Please arrange the part of the listing that opens with the line containing "Report one point per instance of the pitch" and runs through the end of the listing, that line included, as a Markdown table with columns Row and Line, one row per line, leaving out blank lines.

Records provided »
"""
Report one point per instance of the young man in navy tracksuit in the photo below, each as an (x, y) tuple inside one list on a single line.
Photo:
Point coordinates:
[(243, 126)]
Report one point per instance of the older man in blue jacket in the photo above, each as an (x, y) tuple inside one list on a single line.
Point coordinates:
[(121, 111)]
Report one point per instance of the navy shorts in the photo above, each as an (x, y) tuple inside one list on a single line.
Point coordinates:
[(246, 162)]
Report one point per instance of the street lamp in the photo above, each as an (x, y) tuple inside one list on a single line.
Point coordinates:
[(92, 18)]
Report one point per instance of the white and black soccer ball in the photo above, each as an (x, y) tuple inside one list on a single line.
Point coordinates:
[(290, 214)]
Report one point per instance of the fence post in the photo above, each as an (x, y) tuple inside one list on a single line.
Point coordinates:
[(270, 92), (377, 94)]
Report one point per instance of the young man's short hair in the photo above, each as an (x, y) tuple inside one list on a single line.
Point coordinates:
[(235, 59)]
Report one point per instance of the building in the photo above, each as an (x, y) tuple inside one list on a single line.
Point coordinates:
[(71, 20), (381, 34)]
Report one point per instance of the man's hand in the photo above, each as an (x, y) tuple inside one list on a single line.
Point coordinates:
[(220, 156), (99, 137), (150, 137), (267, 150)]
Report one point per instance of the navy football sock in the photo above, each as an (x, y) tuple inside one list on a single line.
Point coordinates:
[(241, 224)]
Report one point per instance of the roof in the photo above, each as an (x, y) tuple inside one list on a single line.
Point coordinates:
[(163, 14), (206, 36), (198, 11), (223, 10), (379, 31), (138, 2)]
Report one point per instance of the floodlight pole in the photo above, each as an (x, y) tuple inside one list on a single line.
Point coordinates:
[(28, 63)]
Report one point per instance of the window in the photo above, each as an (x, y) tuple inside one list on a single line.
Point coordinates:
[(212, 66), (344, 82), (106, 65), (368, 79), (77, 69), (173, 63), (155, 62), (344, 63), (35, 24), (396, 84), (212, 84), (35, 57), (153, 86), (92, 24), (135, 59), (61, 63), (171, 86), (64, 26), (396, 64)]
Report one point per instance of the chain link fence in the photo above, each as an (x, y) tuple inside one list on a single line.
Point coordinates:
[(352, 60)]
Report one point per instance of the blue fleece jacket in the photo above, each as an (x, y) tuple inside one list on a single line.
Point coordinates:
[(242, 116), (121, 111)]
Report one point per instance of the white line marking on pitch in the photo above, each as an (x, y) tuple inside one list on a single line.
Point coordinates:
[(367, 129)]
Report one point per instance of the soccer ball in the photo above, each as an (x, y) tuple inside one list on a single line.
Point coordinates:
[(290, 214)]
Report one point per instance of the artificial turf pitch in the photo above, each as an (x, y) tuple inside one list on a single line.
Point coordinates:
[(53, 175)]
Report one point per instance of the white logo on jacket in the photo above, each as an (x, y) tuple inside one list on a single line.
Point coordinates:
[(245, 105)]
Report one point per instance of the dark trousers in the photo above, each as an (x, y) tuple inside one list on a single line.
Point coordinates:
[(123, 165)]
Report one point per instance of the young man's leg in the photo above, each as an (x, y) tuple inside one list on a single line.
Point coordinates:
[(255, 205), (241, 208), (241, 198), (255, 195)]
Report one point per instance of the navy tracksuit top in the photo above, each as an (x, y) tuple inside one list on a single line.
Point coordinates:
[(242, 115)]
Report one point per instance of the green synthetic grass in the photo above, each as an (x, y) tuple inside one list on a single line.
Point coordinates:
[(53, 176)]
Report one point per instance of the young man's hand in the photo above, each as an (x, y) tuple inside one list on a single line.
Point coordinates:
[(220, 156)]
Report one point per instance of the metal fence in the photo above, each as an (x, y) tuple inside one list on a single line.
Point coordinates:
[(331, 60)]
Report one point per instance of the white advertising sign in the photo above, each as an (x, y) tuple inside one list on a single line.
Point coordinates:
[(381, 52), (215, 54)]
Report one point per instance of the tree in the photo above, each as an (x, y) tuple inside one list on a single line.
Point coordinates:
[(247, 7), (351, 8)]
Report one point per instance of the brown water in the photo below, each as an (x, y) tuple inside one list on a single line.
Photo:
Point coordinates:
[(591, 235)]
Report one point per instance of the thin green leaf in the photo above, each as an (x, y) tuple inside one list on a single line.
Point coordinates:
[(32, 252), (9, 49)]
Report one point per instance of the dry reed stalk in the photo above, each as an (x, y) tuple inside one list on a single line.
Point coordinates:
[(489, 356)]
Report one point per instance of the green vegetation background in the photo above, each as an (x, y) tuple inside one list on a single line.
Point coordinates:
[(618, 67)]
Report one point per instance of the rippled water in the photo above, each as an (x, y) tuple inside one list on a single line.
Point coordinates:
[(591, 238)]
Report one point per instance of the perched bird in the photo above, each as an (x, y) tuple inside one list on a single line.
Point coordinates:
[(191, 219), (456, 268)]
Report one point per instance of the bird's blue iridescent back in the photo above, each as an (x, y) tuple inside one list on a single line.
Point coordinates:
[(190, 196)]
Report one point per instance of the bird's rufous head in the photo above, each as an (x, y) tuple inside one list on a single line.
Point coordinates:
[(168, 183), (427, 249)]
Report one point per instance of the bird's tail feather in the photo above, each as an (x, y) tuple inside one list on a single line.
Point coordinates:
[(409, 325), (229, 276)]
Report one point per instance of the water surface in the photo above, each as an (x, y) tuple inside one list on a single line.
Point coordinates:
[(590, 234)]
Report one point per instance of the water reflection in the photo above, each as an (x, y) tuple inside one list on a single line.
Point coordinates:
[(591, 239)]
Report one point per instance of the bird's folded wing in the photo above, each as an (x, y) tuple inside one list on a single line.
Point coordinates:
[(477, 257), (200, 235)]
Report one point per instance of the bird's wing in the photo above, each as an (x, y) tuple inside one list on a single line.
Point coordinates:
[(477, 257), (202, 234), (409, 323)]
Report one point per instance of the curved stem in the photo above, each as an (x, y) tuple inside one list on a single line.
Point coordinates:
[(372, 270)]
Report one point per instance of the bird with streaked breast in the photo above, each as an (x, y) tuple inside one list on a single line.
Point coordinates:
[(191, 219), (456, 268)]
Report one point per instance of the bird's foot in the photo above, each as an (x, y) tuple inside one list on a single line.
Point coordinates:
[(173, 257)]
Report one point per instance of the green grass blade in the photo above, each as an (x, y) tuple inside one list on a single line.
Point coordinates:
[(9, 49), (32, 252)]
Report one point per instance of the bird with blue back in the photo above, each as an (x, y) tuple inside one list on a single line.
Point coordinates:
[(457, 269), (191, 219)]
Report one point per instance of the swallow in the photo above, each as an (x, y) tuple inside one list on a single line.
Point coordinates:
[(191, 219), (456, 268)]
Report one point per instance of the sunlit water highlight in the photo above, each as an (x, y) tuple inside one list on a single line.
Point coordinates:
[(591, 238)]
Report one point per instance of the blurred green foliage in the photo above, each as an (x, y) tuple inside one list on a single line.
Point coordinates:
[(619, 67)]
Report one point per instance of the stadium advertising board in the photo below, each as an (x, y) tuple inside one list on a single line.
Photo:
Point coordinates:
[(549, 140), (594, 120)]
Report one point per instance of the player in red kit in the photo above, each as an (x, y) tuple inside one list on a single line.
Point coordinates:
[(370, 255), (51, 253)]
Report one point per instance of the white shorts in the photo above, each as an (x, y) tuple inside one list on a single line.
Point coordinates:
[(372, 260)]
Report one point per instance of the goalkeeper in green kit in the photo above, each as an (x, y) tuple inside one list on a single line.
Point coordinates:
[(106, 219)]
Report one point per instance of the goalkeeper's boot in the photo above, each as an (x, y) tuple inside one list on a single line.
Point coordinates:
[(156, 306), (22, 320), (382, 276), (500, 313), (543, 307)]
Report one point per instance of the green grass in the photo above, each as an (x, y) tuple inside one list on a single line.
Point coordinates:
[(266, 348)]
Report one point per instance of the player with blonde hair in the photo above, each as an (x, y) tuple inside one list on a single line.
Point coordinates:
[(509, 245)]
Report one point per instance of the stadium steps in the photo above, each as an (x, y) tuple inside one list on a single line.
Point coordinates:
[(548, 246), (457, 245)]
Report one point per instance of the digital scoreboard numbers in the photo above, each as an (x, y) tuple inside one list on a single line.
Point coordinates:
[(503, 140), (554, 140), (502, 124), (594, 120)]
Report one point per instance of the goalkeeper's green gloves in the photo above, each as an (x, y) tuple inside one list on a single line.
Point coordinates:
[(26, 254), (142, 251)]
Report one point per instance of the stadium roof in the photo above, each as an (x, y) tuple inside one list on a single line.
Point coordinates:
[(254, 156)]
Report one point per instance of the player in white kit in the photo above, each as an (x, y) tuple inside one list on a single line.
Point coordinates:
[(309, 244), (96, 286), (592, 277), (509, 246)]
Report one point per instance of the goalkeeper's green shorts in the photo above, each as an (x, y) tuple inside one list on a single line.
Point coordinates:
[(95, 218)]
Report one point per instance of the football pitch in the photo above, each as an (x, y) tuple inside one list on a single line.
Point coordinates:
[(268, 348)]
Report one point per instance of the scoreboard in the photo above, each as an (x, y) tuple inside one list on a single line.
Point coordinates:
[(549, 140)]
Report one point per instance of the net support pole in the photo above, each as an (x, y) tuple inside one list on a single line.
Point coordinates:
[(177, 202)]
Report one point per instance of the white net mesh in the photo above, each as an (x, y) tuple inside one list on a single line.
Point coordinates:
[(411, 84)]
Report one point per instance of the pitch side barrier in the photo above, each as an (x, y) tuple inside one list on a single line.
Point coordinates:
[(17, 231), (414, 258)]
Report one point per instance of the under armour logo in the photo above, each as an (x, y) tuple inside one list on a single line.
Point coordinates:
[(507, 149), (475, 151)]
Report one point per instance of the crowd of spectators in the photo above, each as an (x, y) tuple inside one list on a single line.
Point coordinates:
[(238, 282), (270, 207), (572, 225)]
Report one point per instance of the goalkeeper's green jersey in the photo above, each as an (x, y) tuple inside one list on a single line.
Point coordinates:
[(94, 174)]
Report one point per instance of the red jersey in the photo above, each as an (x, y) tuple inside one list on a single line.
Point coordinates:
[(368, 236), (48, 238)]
"""
Response »
| Row | Line |
|---|---|
| 1 | Report one point per instance of the pitch side barrier in the photo above, each as an (x, y) tuple inside one list on a single line. |
| 2 | Point coordinates: |
| 3 | [(17, 231), (414, 258)] |
| 4 | Report one point per instance of the under armour logo in the photo above, each as an (x, y) tuple inside one list on a single line. |
| 5 | Point coordinates: |
| 6 | [(507, 149), (475, 151)] |
| 7 | Report one point per instance of the crowd of spectators in the photo above, each as an (x, y) tuple inside one list on a single line. |
| 8 | Point coordinates: |
| 9 | [(238, 282), (270, 207), (572, 225)] |
| 10 | Report one point per instance of the goalkeeper's green jersey in the photo above, each as an (x, y) tuple inside one list on a single line. |
| 11 | Point coordinates: |
| 12 | [(94, 174)] |
| 13 | Report one point per instance of the red jersey in the photo above, each as an (x, y) tuple inside one list on a single line. |
| 14 | Point coordinates: |
| 15 | [(368, 236), (48, 238)] |